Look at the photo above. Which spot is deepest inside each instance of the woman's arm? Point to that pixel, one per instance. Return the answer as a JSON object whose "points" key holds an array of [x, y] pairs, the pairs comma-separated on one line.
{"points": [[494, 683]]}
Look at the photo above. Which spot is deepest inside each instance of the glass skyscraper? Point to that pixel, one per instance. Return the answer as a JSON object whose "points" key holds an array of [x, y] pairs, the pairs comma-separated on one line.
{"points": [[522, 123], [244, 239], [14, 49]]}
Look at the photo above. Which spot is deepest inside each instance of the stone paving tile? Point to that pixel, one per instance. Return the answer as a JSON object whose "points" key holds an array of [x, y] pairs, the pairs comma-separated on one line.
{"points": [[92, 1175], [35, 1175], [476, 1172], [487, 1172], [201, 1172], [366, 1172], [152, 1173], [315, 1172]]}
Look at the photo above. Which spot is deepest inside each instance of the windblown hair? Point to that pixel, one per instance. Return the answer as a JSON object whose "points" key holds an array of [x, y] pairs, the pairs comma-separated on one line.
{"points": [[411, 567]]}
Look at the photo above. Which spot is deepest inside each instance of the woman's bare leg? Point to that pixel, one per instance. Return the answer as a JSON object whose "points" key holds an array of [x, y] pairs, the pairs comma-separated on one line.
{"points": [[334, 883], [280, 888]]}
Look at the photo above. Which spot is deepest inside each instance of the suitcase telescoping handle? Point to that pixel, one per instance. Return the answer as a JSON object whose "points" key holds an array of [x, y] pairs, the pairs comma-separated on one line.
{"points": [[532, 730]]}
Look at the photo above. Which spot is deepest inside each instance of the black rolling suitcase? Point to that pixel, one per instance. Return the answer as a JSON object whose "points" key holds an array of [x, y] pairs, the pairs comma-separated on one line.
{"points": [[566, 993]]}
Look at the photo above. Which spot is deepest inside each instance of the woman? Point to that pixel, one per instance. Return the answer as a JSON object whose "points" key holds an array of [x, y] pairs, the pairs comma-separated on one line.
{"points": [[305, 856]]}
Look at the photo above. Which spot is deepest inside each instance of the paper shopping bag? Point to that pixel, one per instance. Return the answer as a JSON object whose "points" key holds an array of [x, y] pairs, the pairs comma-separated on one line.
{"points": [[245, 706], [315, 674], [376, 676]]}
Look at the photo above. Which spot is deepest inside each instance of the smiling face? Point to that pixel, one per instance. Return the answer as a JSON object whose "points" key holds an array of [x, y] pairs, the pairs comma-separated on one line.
_ _ _ _
**Challenge**
Send back exactly the lines from the line with "the woman's bare" through the end of the records.

**Correct response**
Look at the photo above. Which spot is deepest inside each instance of the woman's bare leg? Point to that pixel, one per instance. Return the answer as a JSON object whose "points" key holds an array of [x, y] pairs, the pairs comma-separated on one line.
{"points": [[334, 883], [280, 888]]}
Look at the photo above. Which spot is deepest inside each instance of the suitcase telescoping handle? Point to that pixel, one per instance. Return the answer as a JSON object whose "points" key holds an array of [x, y] pairs, the pairs comma-separated on one line.
{"points": [[532, 730]]}
Look at the photo above. Which spot is deepest inside each instance of the black rolling suitcase? Point to that pixel, one per instance. Return the answer as a JSON object whose "points" key holds an array of [x, y] pairs, the pairs comma-separated on one line.
{"points": [[566, 993]]}
Look at the photo above. Which spot is deepest inside each instance of the woman? Point to that pixel, one per instance. Return the answer as a JSON object whose "points" key holds an array of [x, y] pairs, the pairs comma-separated on one line.
{"points": [[305, 856]]}
Look at the photo above. Which spot is deepest inside each instance of the paper shopping bag? Point to that pixel, one per instance. Return the answer as a JSON object whose "points" key holds an array of [x, y] pairs, the pairs comma-separated on one line.
{"points": [[245, 706], [315, 674], [376, 676]]}
Look at the photo above. Which spot is deepest inside each instance of the smiling face? Point to that pixel, one per instance. Return the answer as a JSON object whose "points" key holds an array of [x, y] pairs, the pairs comma-separated on one line.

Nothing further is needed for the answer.